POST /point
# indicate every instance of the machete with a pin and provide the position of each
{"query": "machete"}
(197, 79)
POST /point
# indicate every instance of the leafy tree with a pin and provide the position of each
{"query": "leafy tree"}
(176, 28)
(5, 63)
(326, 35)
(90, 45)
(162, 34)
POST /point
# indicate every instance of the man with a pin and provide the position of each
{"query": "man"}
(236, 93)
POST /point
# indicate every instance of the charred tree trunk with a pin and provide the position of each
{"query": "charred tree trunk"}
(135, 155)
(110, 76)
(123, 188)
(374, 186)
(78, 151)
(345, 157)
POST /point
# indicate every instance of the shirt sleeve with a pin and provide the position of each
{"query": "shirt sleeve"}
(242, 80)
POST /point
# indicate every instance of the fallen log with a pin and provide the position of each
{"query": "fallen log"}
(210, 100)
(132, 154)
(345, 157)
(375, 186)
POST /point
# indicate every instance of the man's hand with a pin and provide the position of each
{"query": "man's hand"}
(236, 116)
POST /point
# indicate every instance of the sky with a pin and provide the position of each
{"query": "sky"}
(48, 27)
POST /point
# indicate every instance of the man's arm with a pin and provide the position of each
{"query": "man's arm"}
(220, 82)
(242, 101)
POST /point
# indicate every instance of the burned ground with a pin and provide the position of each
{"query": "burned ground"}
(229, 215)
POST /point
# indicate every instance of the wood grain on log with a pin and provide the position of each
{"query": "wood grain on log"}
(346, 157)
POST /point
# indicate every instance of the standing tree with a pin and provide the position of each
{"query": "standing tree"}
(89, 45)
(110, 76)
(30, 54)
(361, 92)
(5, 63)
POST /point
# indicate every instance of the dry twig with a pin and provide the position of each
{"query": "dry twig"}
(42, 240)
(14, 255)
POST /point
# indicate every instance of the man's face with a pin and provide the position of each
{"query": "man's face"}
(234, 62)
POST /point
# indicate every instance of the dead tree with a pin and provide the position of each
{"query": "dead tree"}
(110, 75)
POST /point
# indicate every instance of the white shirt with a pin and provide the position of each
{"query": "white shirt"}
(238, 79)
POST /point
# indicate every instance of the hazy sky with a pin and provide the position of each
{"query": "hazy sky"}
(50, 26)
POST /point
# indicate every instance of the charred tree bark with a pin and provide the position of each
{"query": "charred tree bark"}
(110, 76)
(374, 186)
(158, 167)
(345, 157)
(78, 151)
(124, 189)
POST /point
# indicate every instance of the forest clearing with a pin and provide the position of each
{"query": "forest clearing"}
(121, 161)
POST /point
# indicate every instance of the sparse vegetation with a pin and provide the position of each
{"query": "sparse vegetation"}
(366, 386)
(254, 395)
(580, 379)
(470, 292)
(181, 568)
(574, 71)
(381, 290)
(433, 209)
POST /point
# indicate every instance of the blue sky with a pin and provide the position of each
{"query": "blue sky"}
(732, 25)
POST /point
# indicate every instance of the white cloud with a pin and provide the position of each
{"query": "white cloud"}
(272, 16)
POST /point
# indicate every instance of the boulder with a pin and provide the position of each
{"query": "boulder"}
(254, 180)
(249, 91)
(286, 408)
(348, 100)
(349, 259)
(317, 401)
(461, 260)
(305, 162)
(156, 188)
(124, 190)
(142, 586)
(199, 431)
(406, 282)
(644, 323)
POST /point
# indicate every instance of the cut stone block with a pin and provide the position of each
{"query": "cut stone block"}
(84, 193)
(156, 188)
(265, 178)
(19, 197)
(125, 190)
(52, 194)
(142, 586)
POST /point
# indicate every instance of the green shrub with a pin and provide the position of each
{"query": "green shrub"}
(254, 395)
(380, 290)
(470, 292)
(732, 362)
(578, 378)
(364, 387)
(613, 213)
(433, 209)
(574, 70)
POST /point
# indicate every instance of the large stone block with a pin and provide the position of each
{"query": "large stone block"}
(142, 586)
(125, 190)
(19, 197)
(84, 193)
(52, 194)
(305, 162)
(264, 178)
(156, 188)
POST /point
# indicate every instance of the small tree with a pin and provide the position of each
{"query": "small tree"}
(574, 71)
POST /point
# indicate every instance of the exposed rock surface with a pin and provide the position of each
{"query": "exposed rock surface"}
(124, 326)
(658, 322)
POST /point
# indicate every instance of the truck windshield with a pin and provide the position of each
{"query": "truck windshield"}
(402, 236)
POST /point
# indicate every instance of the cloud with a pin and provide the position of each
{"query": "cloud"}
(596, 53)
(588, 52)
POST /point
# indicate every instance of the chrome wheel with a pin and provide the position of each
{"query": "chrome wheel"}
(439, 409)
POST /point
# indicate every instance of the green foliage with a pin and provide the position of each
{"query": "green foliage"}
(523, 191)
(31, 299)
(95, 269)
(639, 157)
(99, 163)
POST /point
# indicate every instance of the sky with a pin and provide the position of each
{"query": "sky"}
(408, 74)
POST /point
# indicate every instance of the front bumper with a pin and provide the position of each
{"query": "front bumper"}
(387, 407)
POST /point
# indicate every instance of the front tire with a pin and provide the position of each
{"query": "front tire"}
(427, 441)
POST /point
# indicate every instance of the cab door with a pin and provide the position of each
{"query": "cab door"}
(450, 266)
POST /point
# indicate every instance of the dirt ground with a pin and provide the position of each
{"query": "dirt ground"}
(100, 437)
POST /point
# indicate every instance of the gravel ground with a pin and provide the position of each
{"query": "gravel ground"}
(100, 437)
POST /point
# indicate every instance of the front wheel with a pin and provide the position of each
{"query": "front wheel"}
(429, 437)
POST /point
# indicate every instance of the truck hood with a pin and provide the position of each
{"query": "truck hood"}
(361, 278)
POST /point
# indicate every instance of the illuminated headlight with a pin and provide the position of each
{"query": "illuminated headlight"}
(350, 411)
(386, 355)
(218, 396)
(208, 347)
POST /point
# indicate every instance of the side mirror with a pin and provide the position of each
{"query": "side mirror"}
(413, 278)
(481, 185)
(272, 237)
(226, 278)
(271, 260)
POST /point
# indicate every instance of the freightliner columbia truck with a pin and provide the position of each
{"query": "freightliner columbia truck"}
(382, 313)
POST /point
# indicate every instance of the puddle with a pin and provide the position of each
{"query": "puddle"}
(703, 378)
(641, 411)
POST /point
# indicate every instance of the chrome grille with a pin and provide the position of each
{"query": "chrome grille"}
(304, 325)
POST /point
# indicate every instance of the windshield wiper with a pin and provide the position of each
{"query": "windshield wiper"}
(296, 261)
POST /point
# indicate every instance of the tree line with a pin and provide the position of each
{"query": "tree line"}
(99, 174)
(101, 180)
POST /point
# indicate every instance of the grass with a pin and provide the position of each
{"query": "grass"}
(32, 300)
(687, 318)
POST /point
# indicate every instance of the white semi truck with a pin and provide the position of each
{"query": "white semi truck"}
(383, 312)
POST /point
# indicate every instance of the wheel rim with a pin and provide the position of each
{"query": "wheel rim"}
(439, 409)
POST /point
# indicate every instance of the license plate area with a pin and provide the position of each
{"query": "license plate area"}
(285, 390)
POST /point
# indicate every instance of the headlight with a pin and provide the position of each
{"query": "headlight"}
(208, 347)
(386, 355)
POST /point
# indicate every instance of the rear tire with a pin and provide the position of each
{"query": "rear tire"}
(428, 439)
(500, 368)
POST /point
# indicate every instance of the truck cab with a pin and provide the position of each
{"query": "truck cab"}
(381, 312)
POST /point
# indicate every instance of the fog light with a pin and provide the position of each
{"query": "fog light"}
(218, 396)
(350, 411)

— Problem —
Word for word, write out all of the entries.

— Worked solution —
POST /point
# indicate every instance of the machete with a pin and provide the position of each
{"query": "machete"}
(197, 79)
POST /point
# indicate every instance of the leafy tree with a pin and provide the position of each
{"query": "leafy tree"}
(176, 28)
(5, 63)
(326, 35)
(90, 45)
(162, 34)
POST /point
# indicate every instance of the man with a pin and provide the position of each
{"query": "man"}
(236, 93)
POST /point
# indicate every instance of the charred tree trunk with a pin and provide the position of each
{"query": "charred tree trunk"}
(135, 155)
(110, 76)
(123, 188)
(374, 186)
(78, 151)
(345, 157)
POST /point
# indicate every instance of the shirt sleeve with a pin and provide the position of each
{"query": "shirt sleeve"}
(242, 80)
POST /point
# indicate every instance of the fallen log with a pin and provide the position of each
{"query": "fallen log"}
(210, 100)
(132, 154)
(345, 157)
(375, 186)
POST /point
# indicate every instance of the man's hand with a pin and provide the position of each
{"query": "man's hand"}
(236, 116)
POST /point
# indicate every instance of the sky with a pin and provide the position of each
{"query": "sky"}
(48, 27)
POST /point
# indicate every instance of the man's arm with a pin and provide the position of each
{"query": "man's arm"}
(220, 82)
(242, 101)
POST /point
# indicate every instance of the burned ground with a pin and provide the position of each
{"query": "burned ground"}
(229, 215)
POST /point
# indicate every instance of the wood grain on log with a pin and provide the position of each
{"query": "wood grain on log"}
(346, 157)
POST /point
# indicate every instance of the standing tree with a pin and provide the position of each
{"query": "standing tree"}
(89, 45)
(110, 76)
(30, 54)
(361, 92)
(5, 63)
POST /point
# indicate every instance of the dry twig with a pin and provide the position of each
{"query": "dry twig"}
(42, 240)
(14, 255)
POST /point
# indicate every instance of the man's face with a pin and provide the position of each
{"query": "man's face"}
(234, 62)
POST /point
# indicate every instance of the dead tree with a pin and provide the position of each
{"query": "dead tree"}
(110, 75)
POST /point
# indicate every instance of the white shirt with a pin and provide the position of each
{"query": "white shirt"}
(238, 79)
POST /point
# indicate every instance of the hazy sky with a pin and provide the position of each
{"query": "hazy sky"}
(50, 26)
POST /point
# indicate every instance of the charred tree bark with a pin and provide the position of each
{"query": "charred tree bark"}
(110, 76)
(374, 186)
(158, 167)
(345, 157)
(78, 151)
(124, 189)
POST /point
# indicate every instance of the forest clearing with a pin and provide the position of each
{"query": "forest clearing"}
(121, 161)
POST /point
# indicate every instance of the sparse vegetation with a pin and provide the position of each
{"query": "sparse vegetation"}
(366, 386)
(254, 395)
(580, 379)
(470, 292)
(181, 568)
(574, 71)
(381, 290)
(433, 209)
POST /point
# indicate every instance of the blue sky with a pin and provide the position of each
{"query": "blue sky"}
(732, 25)
POST /point
# indicate every instance of the white cloud with a pin and provide the position of each
{"query": "white cloud"}
(272, 16)
POST /point
# indicate every instance of the boulder with a pin and provide the position of each
{"query": "boulder"}
(254, 180)
(249, 91)
(286, 408)
(348, 100)
(349, 259)
(317, 401)
(461, 260)
(305, 162)
(156, 188)
(124, 190)
(142, 586)
(199, 431)
(406, 282)
(644, 323)
POST /point
# indicate every instance of the cut stone block with a pin and provide the position of each
{"query": "cut stone block"}
(84, 193)
(156, 188)
(265, 178)
(19, 197)
(125, 190)
(52, 194)
(142, 586)
POST /point
# indicate every instance of the green shrub with a pin and provide the position of each
{"query": "green shrub"}
(254, 395)
(380, 290)
(470, 292)
(732, 362)
(578, 378)
(364, 387)
(613, 213)
(433, 209)
(574, 70)
POST /point
# indicate every instance of the large stone block with a pin and provide the position of each
{"query": "large stone block"}
(142, 586)
(125, 190)
(19, 197)
(84, 193)
(52, 194)
(305, 162)
(264, 178)
(156, 188)
POST /point
# indicate every instance of the small tree with a pin and provide the position of each
{"query": "small tree"}
(574, 71)
POST /point
# indicate every instance of the exposed rock surface with a pin and provide the position of each
{"query": "exposed rock surface"}
(124, 326)
(658, 322)
POST /point
# indicate every instance of the truck windshield with a pin and provide the position of each
{"query": "truck windshield"}
(402, 236)
POST /point
# indicate every instance of the cloud with a pin and provide the position of each
{"query": "cloud"}
(596, 53)
(588, 52)
POST /point
# indicate every instance of the chrome wheel with a pin and provide the position of each
{"query": "chrome wheel"}
(439, 409)
POST /point
# indicate every instance of the green foliage with a pin and provide the position of each
{"query": "green foliage"}
(523, 191)
(31, 299)
(95, 269)
(639, 157)
(99, 163)
POST /point
# indicate every instance of the sky with a pin and provide the position of each
{"query": "sky"}
(408, 74)
POST /point
# indicate every instance of the front bumper with a pin and provide the position of each
{"query": "front bumper"}
(387, 407)
POST /point
# indicate every instance of the front tire with a pin and provide the position of each
{"query": "front tire"}
(427, 441)
POST /point
# indicate every instance of the cab door with a pin and provide the position of each
{"query": "cab door"}
(450, 266)
POST /point
# indicate every instance of the dirt ground with a pin and provide the position of each
{"query": "dirt ground"}
(100, 437)
POST /point
# indicate every instance of the gravel ground with a pin and provide the position of each
{"query": "gravel ground"}
(100, 437)
POST /point
# indicate every instance of the front wheel with a pin and provide the position of each
{"query": "front wheel"}
(429, 437)
POST /point
# indicate every instance of the truck hood with a pin and provide the position of each
{"query": "truck hood"}
(361, 278)
POST /point
# indicate every instance of the illuminated headlight with a pin and provide the position of each
{"query": "illuminated headlight"}
(350, 411)
(386, 355)
(218, 396)
(208, 347)
POST /point
# indicate every instance of the side mirror with a pin and provide the position of each
{"query": "side mirror"}
(413, 278)
(481, 185)
(272, 237)
(226, 278)
(271, 260)
POST /point
# indicate every instance of the freightliner columbia truck with a pin and provide the position of each
{"query": "freightliner columbia truck"}
(382, 313)
POST /point
# indicate every instance of the puddle with a pin and provide the position of each
{"query": "puddle"}
(703, 378)
(641, 411)
POST /point
# indicate every instance of the chrome grille with a pin and provide the position of each
{"query": "chrome grille"}
(304, 325)
POST /point
# indicate every instance of the windshield wiper with a pin and provide the position of each
{"query": "windshield wiper"}
(296, 261)
POST /point
# indicate every instance of the tree line with a pin and provide the position of each
{"query": "tree line"}
(99, 174)
(101, 180)
POST /point
# indicate every instance of the grass with a pin and provide the position of each
{"query": "grass"}
(32, 300)
(687, 318)
POST /point
# indicate every instance of the white semi truck with a pin and provide the position of each
{"query": "white semi truck"}
(383, 312)
POST /point
# indicate every instance of the wheel rim with a pin and provide the position of each
{"query": "wheel rim"}
(439, 409)
POST /point
# indicate every instance of the license plate area with a pin and provide the position of each
{"query": "license plate area"}
(285, 390)
POST /point
# indicate every instance of the headlight with a pin and provide the position of each
{"query": "headlight"}
(208, 347)
(386, 355)
POST /point
# indicate every instance of the rear tire with a pin and provide the position of each
{"query": "rear tire"}
(428, 439)
(500, 368)
POST /point
# indicate every instance of the truck cab with a pin and provide the position of each
{"query": "truck cab"}
(381, 312)
POST /point
# indicate every instance of the fog light with a pin and provide the position of each
{"query": "fog light"}
(218, 396)
(350, 411)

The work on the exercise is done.